** Opening Information given block **

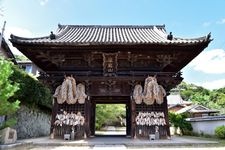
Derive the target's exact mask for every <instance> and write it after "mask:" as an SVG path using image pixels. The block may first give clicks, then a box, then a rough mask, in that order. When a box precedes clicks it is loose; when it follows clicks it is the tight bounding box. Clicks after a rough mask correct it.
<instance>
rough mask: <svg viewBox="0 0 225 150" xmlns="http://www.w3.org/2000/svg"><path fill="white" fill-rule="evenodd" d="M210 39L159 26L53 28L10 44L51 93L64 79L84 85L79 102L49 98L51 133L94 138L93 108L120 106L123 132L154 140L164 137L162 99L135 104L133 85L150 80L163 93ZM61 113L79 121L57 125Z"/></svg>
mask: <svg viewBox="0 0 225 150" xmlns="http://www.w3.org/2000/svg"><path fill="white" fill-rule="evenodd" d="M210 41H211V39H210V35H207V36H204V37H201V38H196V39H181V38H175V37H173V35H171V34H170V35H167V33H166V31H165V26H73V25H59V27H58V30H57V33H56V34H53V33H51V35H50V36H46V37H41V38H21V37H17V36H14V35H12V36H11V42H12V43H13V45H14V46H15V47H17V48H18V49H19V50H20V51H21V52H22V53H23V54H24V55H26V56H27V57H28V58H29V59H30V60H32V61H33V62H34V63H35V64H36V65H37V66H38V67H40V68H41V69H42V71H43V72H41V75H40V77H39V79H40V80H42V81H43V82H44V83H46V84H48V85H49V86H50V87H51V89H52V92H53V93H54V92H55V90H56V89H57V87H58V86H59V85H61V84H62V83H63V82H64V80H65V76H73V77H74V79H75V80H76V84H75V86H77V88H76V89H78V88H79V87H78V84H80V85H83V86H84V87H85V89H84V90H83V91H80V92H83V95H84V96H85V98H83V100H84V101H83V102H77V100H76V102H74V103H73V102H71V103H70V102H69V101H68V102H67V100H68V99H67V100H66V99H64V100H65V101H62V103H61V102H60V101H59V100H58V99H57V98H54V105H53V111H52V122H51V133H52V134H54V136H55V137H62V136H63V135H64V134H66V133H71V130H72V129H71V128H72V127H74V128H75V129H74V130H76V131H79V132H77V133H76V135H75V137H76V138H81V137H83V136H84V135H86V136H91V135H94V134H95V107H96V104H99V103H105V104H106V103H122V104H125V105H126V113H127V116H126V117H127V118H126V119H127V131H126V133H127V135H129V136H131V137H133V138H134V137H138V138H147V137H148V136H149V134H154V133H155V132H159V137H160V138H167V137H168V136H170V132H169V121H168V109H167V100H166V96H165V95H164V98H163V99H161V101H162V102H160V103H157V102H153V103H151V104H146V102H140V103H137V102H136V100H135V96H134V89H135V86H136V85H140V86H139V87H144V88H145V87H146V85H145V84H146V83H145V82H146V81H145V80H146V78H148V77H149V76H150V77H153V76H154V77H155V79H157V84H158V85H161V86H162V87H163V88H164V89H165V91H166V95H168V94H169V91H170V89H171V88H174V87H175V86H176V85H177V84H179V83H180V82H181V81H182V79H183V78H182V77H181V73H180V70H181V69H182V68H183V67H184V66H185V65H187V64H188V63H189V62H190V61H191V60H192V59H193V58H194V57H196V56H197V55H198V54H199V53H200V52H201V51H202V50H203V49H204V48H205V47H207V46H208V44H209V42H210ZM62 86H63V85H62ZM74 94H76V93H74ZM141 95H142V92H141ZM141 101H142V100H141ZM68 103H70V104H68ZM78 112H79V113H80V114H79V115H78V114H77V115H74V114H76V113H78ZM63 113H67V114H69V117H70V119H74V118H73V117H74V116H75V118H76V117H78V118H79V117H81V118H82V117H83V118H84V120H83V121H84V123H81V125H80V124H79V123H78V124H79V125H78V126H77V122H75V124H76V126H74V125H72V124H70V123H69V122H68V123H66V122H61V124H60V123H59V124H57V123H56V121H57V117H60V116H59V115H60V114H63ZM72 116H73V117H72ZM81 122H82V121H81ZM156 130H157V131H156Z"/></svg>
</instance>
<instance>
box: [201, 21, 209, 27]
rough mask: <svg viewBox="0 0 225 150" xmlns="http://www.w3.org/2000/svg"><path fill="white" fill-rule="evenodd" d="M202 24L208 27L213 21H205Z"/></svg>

** Closing Information given block **
** Opening Information given block **

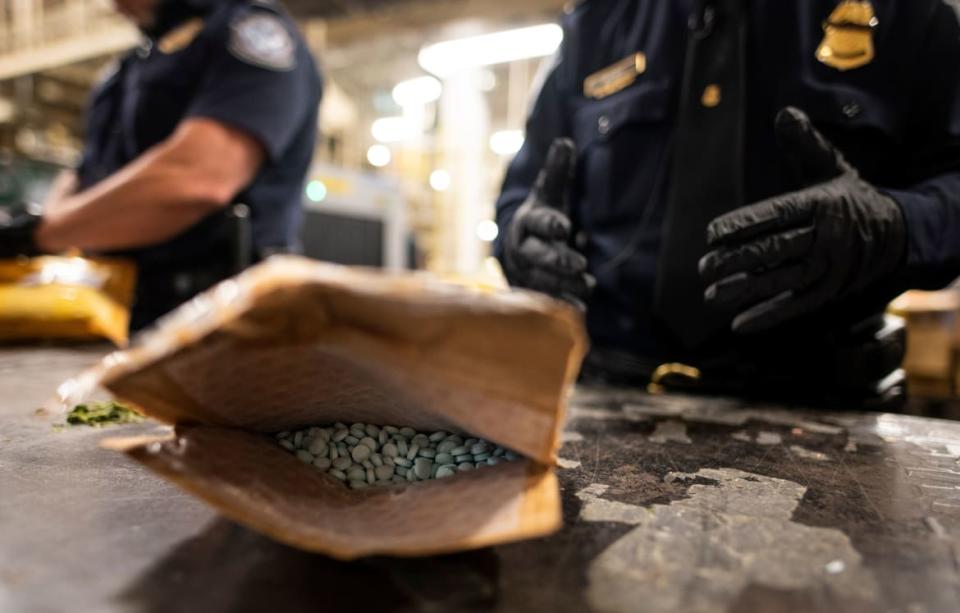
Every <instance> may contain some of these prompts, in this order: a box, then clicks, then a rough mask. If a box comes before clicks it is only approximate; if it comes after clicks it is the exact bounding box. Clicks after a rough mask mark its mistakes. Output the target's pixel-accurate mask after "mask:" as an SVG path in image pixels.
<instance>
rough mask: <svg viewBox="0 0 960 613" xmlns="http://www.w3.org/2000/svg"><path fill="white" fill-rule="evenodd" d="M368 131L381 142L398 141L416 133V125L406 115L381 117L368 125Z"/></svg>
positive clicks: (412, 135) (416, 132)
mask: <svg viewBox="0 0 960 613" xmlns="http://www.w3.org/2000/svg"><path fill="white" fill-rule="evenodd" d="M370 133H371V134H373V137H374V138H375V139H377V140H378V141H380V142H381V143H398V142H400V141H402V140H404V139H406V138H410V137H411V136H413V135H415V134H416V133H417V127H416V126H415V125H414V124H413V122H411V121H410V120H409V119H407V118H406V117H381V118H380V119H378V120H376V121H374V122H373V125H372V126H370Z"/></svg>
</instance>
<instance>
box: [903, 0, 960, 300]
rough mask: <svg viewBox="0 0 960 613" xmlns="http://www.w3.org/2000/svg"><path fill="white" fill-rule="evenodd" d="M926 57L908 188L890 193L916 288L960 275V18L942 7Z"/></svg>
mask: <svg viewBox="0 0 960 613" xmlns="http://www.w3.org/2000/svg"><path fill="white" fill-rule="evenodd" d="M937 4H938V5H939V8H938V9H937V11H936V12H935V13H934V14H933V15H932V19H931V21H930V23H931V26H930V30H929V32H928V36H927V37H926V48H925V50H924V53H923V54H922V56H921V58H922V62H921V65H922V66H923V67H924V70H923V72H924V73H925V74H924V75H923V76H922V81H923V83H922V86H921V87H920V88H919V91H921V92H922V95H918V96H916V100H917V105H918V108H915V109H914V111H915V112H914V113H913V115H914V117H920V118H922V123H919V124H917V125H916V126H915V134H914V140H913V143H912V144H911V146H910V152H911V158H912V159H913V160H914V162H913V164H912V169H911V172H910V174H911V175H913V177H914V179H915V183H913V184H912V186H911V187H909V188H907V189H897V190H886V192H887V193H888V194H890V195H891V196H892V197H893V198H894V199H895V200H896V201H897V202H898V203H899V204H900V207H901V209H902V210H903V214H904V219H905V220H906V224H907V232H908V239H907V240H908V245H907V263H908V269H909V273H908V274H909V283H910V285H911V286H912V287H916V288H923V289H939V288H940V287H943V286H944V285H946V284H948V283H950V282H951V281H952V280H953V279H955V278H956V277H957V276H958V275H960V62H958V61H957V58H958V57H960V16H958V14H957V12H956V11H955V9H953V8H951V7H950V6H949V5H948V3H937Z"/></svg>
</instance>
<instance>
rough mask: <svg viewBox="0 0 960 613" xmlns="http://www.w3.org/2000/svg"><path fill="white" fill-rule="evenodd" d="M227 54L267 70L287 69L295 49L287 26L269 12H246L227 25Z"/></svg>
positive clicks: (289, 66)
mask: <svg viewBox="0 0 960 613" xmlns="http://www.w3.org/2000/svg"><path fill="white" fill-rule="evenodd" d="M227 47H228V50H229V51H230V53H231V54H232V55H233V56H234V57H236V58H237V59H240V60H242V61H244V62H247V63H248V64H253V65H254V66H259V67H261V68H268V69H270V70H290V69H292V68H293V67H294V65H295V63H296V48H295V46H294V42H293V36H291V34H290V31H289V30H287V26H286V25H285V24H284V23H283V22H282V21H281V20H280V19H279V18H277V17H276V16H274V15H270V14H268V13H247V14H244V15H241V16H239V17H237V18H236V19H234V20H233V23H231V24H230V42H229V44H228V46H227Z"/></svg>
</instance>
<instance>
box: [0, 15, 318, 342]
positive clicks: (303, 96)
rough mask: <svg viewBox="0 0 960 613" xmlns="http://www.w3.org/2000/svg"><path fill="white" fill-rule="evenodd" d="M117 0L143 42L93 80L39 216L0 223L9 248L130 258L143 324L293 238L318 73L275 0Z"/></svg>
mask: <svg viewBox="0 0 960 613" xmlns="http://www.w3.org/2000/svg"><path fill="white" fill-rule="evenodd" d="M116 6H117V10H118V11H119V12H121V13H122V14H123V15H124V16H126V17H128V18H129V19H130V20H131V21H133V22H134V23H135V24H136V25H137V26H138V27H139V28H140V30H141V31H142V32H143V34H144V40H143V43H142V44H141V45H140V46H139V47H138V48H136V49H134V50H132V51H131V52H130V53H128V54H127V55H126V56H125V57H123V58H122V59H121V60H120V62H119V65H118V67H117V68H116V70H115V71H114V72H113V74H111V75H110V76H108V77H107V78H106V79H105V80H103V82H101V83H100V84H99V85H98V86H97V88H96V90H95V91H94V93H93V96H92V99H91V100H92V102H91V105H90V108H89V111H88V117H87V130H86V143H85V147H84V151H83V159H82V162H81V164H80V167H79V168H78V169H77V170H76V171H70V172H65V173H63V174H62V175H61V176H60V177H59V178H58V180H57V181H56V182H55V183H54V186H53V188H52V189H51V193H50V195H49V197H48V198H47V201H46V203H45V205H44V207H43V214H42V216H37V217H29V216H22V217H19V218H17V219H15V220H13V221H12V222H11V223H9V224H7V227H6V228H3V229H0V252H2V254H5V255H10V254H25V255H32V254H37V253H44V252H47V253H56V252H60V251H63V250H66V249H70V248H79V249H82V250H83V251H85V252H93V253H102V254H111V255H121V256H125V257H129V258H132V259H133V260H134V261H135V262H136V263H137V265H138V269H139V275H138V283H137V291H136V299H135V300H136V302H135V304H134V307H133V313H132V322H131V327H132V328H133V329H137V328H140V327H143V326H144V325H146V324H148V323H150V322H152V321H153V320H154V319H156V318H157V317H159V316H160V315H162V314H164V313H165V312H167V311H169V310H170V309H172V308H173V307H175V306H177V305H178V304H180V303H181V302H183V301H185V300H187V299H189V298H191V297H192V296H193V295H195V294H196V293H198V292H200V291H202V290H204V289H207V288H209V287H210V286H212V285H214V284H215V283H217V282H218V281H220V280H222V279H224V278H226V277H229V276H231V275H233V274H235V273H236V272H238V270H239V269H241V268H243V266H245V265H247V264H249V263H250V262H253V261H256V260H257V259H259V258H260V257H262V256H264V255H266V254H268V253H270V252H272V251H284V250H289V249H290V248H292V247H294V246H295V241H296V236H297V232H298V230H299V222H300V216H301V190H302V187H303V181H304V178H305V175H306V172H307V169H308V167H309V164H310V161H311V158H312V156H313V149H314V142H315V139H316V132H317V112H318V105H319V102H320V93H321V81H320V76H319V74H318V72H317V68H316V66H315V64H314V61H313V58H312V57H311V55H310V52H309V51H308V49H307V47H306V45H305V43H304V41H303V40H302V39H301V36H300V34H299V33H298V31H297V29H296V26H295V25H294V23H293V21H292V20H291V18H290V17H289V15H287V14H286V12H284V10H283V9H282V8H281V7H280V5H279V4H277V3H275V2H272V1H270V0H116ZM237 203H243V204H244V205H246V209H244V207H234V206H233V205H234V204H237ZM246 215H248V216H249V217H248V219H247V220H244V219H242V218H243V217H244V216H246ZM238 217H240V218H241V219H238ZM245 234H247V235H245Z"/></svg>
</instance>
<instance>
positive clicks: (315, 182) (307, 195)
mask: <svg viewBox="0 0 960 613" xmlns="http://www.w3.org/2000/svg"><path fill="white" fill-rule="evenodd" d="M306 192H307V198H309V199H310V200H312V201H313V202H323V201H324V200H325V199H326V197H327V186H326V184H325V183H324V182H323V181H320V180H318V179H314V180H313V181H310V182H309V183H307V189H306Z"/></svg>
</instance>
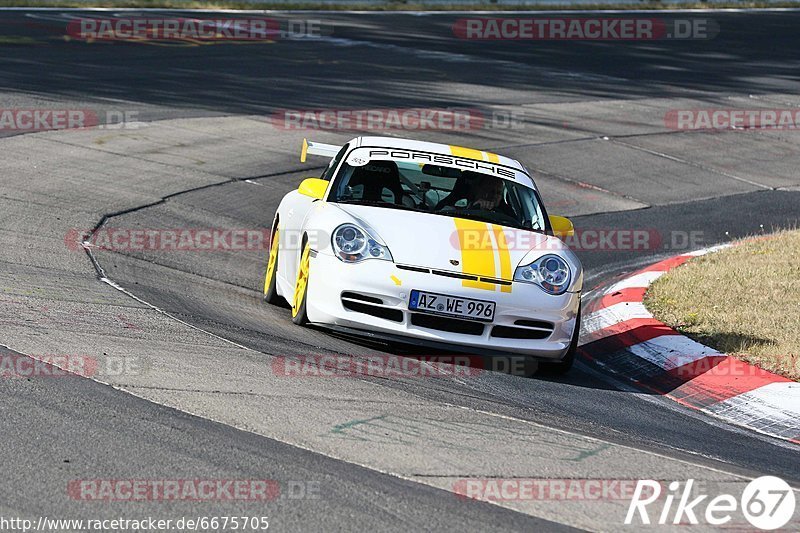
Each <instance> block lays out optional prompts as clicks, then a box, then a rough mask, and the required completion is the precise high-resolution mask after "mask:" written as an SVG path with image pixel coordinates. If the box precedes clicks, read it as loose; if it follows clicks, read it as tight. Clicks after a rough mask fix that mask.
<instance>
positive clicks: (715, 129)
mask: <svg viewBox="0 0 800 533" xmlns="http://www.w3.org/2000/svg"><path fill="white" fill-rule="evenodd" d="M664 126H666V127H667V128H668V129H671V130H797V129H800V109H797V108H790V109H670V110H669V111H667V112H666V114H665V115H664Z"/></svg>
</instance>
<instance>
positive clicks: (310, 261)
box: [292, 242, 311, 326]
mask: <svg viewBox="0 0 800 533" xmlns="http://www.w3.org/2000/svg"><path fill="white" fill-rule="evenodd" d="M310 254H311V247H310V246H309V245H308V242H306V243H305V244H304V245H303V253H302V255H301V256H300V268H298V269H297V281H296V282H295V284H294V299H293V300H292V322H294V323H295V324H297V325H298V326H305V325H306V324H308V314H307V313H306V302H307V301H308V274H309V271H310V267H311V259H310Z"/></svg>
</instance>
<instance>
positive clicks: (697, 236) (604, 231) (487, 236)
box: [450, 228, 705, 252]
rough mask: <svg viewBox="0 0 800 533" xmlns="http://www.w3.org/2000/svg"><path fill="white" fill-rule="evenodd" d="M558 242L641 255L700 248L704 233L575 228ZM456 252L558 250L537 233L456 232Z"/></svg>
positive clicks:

** Closing Information given block **

What the task requires
State how many lines in the material above hold the word "then". Add nothing else.

Answer to the exercise
3